■ AUFGABE ■
Beantworte anhand des Textauszugs über Adeva diese Fragen:
1. Was fügte Adevas Team in "Respect" ein?
2. Welche Instrumente sind in "Promises" ausnahmsweise fordernd statt lieblich?
3. Welcher Mix gilt als lustigster Cut der "Ultimate"-Box in Bezug auf Tech-Spielereien?

■ TEXTAUSZUG ■
----------------------------------------

Die Wärme der Synth-Chords und die Beat-Elastizität dieses "Respect" machen bis heute viel von seinem Reiz aus. Im Grunde war ein neues Lied entstanden, was den wenigsten Coverversionen beschieden ist, und Adevas Team fügte neue Textzeilen ein, zum Beispiel "Come on, respect me when I'm cookin' / Come on, respect me when I'm cleanin' / Come on, respect me when I'm workin'." - Adeva verfolgt immer wieder in Zwischentönen einen emanzipatorischen Ansatz, über das prädestinierende Lied "Respect" hinaus. "Ich lass dich keine Spiele mit meinem Herzen spielen, "I not let you play no games with my heart", skandiert sie in "Promises", bäumt sich gegen bestechende Diamantenringe als Geschenk auf, röhrt aus der Tiefe ihrer Gurgel. Da sind die Saxophone ausnahmsweise fordernd statt lieblich, und der Keyboarder flitzt über die Casio-Tasten, als fielen sie automatisch wie Dominosteine. Der Extended Mix lässt der sich überschlagenden Percussion noch mehr Raum, für die das Wort 'hypnotisch' untertrieben ist.
Lustigster Cut der ganzen "Ultimate"-Box in Bezug auf Tech-Spielereien ist der "Beautiful Love - Dream Mix", der Adevas Silben im Shaker püriert und du-u-u-urch-ge-hä-ä-cks-x-s-s-selt wieder ausspuckt. Und im Truth Mix merkt man noch mehr von Adevas Trademark, ihren markigen Beiß-, Schnapp- und Kläff-Vocals. Der herausragenden Sängerin gesellte sich eine brillante Produktion an die Seite, zweifellos auch ein Grund für den Erfolg!

----------------------------------------

■ DATENAUSZUG ■
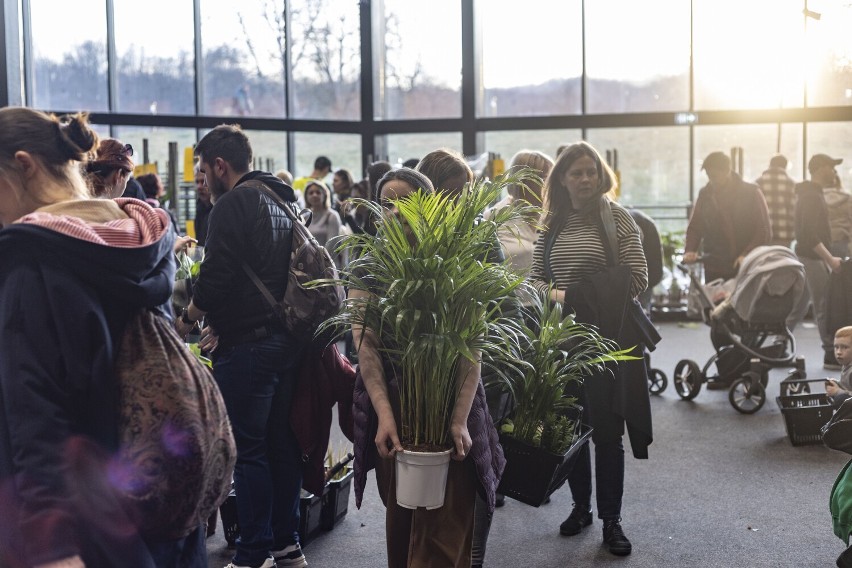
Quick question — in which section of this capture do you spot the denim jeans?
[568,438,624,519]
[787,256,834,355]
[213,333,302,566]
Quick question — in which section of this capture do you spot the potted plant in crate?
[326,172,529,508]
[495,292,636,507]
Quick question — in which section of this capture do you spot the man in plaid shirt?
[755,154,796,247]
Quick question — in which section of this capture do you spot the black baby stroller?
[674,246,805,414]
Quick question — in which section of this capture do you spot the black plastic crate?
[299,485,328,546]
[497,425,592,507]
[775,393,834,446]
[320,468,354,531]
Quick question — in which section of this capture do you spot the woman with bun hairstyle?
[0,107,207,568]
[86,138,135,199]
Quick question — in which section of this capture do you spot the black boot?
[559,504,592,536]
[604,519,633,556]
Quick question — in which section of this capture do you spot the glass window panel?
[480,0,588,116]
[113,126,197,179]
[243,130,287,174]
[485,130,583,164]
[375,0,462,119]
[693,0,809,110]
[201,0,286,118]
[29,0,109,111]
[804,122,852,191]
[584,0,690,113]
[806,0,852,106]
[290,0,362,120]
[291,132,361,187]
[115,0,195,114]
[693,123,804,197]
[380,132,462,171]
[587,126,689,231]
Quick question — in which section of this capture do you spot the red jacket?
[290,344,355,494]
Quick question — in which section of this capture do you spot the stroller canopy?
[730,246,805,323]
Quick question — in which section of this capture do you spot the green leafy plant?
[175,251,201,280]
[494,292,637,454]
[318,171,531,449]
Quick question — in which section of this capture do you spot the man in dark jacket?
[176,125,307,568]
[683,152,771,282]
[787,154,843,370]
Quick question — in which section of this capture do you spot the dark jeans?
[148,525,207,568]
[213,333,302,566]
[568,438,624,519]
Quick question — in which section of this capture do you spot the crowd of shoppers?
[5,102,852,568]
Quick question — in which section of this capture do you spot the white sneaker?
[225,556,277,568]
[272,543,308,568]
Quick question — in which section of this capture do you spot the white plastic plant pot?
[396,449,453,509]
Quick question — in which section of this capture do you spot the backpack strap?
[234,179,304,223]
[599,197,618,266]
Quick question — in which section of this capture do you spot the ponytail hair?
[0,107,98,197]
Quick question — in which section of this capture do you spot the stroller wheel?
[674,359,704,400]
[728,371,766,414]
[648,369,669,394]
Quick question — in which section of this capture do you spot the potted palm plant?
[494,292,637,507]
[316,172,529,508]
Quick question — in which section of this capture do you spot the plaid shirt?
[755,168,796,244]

----------------------------------------

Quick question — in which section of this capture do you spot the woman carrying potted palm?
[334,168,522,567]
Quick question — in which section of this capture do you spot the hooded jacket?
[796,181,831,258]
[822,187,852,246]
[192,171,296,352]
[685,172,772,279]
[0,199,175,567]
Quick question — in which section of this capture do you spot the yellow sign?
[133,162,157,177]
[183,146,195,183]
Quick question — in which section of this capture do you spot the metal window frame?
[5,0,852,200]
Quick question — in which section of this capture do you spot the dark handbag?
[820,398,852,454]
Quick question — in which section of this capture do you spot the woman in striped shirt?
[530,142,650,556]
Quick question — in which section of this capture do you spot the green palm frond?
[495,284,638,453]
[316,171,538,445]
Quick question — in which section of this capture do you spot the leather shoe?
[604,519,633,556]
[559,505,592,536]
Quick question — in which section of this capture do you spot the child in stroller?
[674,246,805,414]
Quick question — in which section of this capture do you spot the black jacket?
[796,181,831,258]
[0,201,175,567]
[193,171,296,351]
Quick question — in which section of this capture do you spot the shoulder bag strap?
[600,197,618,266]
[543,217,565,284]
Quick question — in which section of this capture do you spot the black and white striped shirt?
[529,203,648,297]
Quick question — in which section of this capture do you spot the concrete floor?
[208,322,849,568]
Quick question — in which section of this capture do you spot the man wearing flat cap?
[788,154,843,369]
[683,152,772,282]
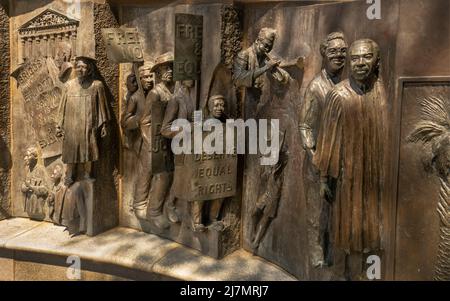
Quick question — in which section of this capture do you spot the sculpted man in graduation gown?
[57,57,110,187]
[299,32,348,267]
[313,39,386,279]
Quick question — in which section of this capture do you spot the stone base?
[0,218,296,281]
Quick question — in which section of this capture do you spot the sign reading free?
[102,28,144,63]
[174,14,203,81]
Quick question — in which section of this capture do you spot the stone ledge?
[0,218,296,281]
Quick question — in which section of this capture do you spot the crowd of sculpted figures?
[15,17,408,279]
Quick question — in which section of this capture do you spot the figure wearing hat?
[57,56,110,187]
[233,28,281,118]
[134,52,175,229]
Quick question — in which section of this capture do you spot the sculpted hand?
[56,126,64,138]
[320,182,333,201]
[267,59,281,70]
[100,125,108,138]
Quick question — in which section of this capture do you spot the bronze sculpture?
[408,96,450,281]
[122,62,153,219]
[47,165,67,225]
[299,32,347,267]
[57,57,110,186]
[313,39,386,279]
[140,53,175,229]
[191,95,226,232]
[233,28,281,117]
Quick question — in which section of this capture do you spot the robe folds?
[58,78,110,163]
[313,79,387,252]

----------------------------------------

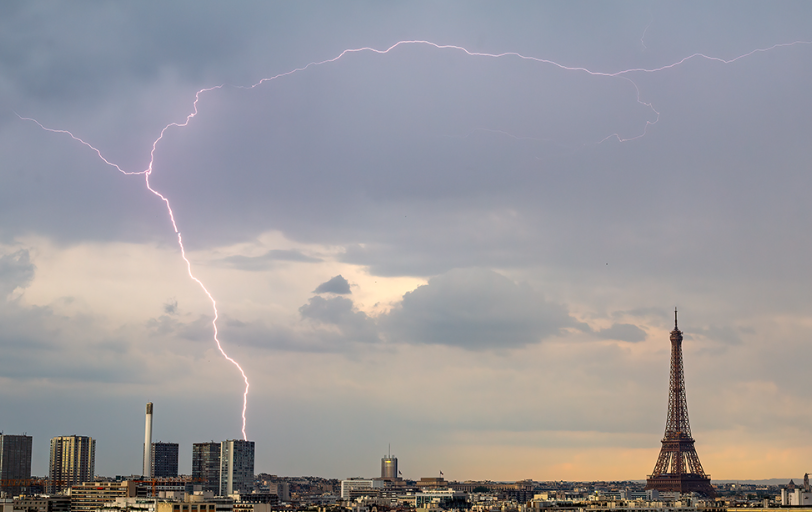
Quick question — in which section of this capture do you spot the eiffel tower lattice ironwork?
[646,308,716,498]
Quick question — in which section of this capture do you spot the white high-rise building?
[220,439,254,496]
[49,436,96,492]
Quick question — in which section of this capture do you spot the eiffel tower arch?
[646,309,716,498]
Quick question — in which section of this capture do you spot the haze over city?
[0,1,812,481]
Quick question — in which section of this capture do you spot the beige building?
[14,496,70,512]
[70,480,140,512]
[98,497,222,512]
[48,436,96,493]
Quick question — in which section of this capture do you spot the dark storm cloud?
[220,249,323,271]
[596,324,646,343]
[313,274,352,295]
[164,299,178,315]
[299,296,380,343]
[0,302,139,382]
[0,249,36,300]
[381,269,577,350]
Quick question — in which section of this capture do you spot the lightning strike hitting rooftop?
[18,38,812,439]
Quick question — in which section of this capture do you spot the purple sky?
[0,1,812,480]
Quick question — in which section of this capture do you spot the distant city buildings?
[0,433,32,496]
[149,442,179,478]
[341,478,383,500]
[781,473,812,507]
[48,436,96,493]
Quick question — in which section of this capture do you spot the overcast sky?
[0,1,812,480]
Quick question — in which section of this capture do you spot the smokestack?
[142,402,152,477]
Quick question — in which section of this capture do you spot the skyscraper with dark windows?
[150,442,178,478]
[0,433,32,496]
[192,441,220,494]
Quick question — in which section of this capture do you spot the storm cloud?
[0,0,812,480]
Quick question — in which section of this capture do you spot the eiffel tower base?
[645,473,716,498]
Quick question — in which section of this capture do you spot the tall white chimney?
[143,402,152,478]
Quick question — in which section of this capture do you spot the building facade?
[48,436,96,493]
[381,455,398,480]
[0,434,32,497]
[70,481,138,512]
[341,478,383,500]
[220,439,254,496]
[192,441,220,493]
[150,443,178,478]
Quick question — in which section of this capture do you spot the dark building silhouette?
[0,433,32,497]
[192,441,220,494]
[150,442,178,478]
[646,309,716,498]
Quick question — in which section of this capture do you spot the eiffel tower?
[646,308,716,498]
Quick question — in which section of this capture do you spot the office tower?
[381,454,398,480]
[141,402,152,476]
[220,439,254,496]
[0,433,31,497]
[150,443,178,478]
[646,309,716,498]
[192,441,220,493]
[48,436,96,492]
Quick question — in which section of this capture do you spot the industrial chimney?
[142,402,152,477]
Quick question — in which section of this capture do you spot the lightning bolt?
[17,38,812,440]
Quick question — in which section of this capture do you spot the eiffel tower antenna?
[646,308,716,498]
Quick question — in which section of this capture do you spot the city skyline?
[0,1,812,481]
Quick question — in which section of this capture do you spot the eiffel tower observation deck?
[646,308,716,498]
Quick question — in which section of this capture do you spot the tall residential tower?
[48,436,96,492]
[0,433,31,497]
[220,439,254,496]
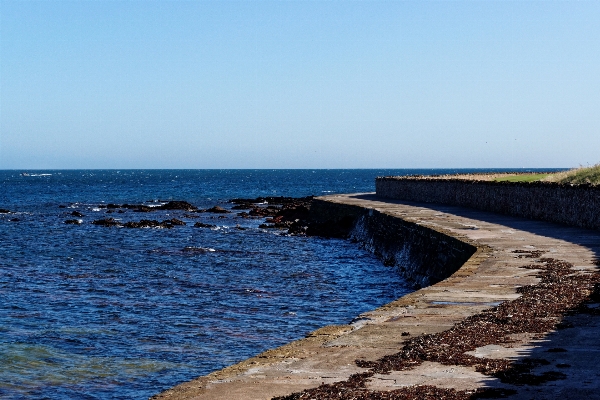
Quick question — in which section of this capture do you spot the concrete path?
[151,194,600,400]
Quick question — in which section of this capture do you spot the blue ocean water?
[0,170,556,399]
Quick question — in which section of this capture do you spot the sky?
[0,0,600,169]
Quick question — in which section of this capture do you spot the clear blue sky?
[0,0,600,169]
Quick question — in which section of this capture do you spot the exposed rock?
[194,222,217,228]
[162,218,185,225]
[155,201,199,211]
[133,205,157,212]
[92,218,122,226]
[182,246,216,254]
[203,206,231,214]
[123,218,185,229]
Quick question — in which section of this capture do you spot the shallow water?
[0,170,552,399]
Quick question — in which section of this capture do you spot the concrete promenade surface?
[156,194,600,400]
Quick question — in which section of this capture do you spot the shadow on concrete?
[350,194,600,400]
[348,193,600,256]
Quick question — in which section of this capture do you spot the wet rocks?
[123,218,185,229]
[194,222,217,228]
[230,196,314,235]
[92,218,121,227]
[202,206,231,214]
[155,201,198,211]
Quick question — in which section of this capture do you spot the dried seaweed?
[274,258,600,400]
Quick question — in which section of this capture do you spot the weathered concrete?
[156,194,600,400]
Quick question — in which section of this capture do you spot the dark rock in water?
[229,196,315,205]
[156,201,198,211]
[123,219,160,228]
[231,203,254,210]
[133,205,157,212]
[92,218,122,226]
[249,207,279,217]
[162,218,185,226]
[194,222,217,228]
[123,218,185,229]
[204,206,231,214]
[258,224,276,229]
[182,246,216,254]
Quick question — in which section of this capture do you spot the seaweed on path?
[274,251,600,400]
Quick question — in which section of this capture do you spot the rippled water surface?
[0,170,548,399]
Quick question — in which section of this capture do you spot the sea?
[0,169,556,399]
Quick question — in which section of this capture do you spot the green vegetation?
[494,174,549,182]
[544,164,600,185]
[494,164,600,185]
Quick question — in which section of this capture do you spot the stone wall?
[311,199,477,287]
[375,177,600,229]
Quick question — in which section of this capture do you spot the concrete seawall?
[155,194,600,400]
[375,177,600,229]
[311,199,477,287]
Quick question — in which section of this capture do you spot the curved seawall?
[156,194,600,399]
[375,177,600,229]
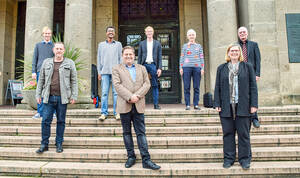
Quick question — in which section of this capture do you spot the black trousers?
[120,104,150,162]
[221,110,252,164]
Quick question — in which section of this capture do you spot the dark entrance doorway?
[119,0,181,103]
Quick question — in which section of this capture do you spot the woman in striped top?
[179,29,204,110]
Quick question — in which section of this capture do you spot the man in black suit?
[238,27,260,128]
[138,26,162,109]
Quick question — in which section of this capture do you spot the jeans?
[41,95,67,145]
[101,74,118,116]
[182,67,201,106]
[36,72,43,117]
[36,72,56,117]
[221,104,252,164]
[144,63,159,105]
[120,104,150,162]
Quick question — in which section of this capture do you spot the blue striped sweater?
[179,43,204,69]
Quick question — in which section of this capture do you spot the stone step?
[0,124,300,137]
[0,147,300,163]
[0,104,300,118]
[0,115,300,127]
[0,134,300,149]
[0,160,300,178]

----------------------------------------

■ LÖSUNG ■
1. Neue Textzeilen
2. Die Saxophone
3. Der "Beautiful Love - Dream Mix"